Task instructions — Copy out only those lines running from the line with "of the grey" to the end of the listing, keeping each one exactly as it is.

= = = =

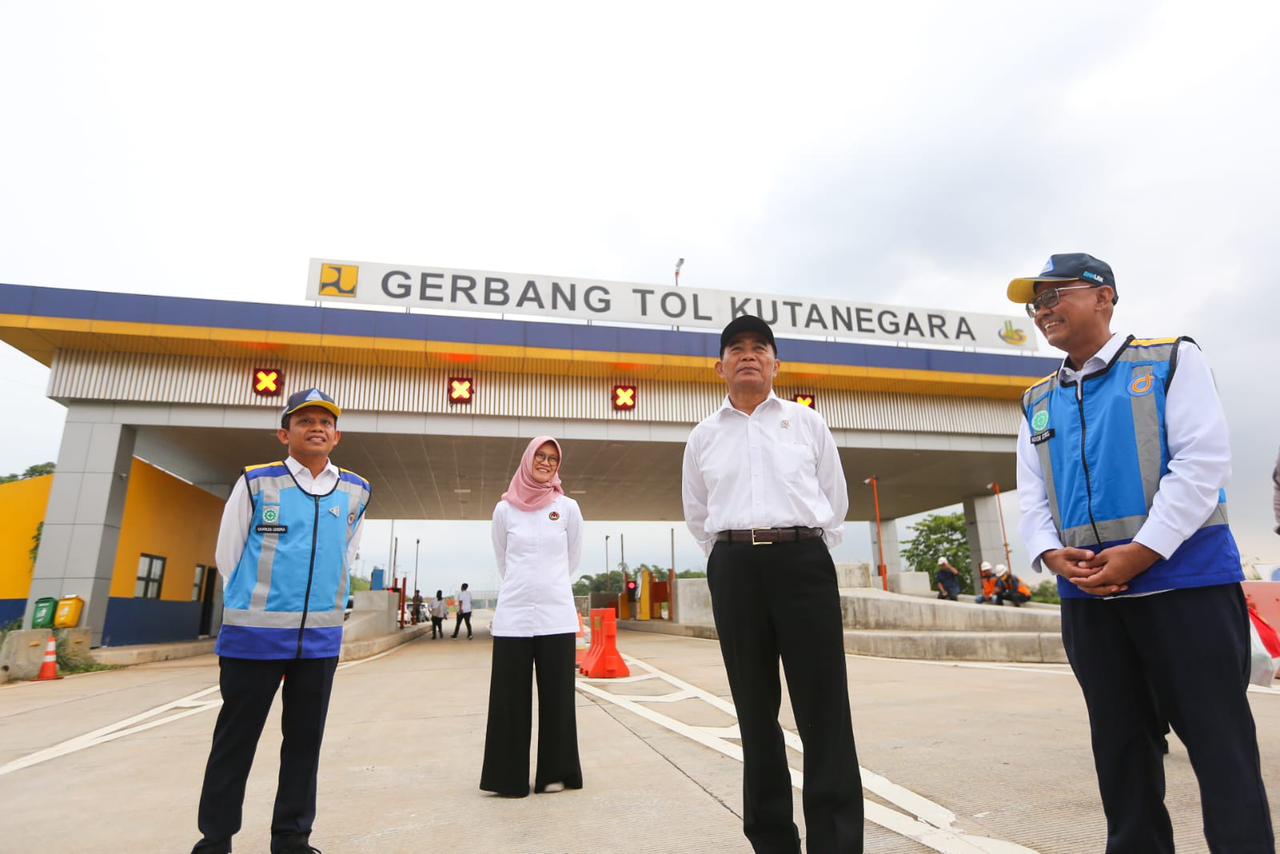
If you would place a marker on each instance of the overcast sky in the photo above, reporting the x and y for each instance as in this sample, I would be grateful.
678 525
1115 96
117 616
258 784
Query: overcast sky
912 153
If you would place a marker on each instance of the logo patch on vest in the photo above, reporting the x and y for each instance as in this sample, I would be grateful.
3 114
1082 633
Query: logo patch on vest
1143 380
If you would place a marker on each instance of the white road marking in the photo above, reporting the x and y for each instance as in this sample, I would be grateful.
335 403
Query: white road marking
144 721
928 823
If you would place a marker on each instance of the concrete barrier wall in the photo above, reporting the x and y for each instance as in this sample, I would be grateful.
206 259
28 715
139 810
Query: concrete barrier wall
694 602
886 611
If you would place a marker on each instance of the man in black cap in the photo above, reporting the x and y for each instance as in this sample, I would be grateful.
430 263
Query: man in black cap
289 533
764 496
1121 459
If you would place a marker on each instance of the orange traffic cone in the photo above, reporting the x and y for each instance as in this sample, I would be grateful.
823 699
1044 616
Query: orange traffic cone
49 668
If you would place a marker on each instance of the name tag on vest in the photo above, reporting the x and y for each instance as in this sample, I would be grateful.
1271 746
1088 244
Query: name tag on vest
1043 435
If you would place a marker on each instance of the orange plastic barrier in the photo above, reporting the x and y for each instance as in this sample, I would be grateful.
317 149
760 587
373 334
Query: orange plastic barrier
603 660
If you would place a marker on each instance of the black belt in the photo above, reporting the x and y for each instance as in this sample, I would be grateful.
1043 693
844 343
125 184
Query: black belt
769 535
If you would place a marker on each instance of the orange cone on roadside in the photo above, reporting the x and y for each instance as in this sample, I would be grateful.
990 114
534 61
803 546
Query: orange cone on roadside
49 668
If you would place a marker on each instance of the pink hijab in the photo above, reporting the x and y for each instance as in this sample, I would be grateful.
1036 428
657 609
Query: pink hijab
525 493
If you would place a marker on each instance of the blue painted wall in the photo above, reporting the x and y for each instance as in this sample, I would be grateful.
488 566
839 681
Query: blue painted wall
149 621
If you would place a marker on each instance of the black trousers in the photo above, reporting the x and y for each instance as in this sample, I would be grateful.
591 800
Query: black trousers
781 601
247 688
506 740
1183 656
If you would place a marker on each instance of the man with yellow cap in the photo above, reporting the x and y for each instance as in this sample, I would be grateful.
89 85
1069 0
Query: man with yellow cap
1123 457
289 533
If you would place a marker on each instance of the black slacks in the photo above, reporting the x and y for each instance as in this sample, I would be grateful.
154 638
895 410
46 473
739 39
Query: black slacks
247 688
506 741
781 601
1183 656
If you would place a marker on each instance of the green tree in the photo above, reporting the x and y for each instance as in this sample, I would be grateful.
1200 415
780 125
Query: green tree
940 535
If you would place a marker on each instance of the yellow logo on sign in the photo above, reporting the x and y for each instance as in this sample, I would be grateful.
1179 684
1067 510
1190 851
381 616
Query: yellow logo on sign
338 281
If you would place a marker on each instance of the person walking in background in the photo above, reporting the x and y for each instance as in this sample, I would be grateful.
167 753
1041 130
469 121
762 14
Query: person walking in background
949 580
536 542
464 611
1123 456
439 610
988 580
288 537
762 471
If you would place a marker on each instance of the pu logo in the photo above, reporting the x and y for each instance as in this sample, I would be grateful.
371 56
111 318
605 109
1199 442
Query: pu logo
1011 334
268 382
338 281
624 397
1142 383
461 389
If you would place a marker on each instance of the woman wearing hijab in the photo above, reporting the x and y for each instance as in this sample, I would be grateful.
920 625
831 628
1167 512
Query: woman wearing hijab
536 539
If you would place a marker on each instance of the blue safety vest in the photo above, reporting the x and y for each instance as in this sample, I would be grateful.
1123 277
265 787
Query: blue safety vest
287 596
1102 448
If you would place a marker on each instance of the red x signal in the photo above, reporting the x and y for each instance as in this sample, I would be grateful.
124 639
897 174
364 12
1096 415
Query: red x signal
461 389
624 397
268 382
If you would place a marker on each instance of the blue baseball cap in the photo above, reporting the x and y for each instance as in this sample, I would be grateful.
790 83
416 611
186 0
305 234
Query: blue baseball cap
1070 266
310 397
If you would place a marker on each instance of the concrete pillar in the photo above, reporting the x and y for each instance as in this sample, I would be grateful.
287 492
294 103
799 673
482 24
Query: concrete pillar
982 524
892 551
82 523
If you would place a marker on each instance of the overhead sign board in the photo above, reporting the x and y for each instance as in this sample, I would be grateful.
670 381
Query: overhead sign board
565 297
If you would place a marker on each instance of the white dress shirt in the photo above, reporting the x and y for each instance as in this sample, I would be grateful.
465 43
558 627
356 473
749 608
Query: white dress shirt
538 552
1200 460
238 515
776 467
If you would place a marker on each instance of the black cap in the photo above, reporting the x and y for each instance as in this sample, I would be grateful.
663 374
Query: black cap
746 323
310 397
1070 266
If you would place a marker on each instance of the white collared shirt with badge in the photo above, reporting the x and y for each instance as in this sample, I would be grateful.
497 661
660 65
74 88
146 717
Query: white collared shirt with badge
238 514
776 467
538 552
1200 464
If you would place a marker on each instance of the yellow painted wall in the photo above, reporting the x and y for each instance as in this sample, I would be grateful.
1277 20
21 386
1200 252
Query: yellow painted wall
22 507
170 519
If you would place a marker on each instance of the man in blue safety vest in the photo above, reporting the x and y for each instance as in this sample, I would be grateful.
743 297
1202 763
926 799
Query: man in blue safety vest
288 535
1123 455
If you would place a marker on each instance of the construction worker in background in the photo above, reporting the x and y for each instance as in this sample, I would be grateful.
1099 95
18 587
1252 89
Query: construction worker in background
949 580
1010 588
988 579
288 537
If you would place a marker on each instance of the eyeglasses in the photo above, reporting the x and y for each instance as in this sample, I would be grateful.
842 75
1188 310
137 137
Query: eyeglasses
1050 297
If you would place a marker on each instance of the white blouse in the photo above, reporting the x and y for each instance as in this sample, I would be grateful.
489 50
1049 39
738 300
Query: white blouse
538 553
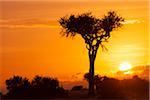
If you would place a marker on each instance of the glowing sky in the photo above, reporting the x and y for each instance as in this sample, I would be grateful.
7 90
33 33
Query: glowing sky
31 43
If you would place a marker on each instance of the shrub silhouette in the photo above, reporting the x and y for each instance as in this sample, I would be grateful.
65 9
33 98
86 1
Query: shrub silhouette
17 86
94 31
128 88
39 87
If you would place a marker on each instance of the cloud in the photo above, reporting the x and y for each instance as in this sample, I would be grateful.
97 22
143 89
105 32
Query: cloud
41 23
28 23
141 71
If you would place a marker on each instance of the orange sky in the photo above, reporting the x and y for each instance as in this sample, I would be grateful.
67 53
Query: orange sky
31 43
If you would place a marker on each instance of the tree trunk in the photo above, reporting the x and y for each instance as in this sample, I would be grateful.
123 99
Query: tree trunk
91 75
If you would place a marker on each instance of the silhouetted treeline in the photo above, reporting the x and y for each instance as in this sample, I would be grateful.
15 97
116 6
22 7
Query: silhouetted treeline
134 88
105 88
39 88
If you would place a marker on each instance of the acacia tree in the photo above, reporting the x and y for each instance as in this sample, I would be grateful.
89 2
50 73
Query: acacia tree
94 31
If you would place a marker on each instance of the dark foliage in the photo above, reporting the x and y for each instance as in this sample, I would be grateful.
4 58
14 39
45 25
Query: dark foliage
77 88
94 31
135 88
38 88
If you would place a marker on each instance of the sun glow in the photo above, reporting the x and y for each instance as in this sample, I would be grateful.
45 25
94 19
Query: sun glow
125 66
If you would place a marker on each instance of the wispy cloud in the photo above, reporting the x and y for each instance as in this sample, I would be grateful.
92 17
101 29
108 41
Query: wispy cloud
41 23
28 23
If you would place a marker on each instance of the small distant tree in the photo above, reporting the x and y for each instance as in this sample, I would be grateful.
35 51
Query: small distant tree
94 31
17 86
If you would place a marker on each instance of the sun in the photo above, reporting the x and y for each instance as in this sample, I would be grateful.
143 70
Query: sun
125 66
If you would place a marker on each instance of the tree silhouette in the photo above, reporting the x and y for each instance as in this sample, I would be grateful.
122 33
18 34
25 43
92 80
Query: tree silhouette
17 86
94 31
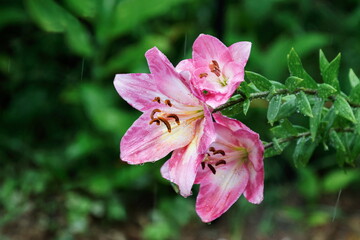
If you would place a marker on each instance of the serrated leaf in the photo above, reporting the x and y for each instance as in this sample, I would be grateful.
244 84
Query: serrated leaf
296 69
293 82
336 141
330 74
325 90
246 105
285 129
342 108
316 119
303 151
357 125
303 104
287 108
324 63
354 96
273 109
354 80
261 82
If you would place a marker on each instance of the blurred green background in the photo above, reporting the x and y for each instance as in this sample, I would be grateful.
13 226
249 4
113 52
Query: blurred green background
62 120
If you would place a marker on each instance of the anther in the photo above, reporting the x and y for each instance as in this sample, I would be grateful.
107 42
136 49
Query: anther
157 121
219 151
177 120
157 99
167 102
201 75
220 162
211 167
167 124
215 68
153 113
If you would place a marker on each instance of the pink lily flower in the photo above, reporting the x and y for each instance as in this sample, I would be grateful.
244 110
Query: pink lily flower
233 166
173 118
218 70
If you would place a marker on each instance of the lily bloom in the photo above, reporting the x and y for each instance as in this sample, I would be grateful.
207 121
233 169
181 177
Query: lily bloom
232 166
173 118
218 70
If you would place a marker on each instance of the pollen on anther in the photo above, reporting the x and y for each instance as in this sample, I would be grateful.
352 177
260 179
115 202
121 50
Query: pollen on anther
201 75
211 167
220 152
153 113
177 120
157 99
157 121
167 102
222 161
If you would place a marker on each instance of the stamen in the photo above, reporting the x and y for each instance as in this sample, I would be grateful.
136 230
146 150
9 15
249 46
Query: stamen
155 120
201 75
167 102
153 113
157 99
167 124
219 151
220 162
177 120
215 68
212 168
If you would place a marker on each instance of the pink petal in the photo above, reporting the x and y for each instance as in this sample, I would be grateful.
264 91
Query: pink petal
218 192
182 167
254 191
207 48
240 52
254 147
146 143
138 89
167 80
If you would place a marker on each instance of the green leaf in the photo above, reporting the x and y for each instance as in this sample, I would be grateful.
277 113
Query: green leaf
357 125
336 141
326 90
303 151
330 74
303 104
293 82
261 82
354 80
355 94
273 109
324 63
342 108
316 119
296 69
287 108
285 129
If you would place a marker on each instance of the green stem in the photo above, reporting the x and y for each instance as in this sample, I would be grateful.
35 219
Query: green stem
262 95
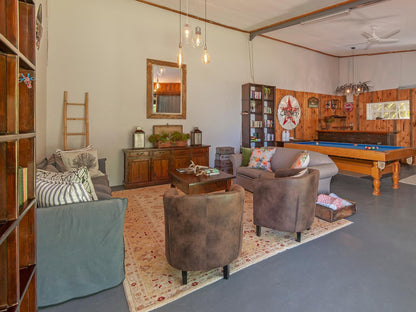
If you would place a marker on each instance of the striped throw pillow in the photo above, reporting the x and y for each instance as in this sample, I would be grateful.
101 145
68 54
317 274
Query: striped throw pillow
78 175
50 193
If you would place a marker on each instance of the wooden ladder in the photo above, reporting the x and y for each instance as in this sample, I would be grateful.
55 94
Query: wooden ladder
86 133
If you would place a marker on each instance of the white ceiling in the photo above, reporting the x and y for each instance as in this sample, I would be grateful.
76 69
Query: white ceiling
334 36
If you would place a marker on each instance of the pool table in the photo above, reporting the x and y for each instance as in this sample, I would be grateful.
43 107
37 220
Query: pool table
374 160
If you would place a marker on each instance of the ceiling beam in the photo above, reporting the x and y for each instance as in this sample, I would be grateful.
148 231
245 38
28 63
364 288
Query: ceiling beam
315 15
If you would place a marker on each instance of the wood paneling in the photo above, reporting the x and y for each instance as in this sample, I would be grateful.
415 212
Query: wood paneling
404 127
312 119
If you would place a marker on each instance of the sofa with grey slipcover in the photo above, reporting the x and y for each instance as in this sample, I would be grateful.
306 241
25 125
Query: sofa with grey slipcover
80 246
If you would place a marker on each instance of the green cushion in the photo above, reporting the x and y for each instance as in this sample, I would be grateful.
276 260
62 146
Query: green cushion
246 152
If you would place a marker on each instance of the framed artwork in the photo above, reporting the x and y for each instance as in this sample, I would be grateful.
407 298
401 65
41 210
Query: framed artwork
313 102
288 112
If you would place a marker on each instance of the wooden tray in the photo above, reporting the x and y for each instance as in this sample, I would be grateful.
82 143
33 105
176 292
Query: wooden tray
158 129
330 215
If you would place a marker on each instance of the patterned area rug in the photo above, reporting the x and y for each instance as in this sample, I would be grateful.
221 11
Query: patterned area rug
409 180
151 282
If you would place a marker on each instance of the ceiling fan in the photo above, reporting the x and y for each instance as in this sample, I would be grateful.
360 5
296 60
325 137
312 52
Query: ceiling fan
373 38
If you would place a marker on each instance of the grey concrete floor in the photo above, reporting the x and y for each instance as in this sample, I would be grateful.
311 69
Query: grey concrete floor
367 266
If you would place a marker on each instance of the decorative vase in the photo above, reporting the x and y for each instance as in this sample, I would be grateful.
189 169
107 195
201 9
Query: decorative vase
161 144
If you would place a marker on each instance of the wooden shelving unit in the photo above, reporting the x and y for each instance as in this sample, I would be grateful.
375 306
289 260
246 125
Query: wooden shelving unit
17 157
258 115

= = = =

The output —
If you would place a marker on each instance of the grey concrete floor in the photo above, reporting the x and y for each instance as in this sample, I would be grateful.
311 69
Query: grey concrete floor
367 266
If you would place a marker on each instance of the decorative vase in the photo above, reporting the x and y for each instance as in this sample, I would be grateful.
189 169
107 195
201 9
Query: decorative vase
161 144
If you would place a marker on each instance of the wooden shelving unit in the photo above, reporting the x and y for each instance as in this sample, I would be grateful.
375 306
289 260
246 125
Query: wooden shelving unit
17 157
258 115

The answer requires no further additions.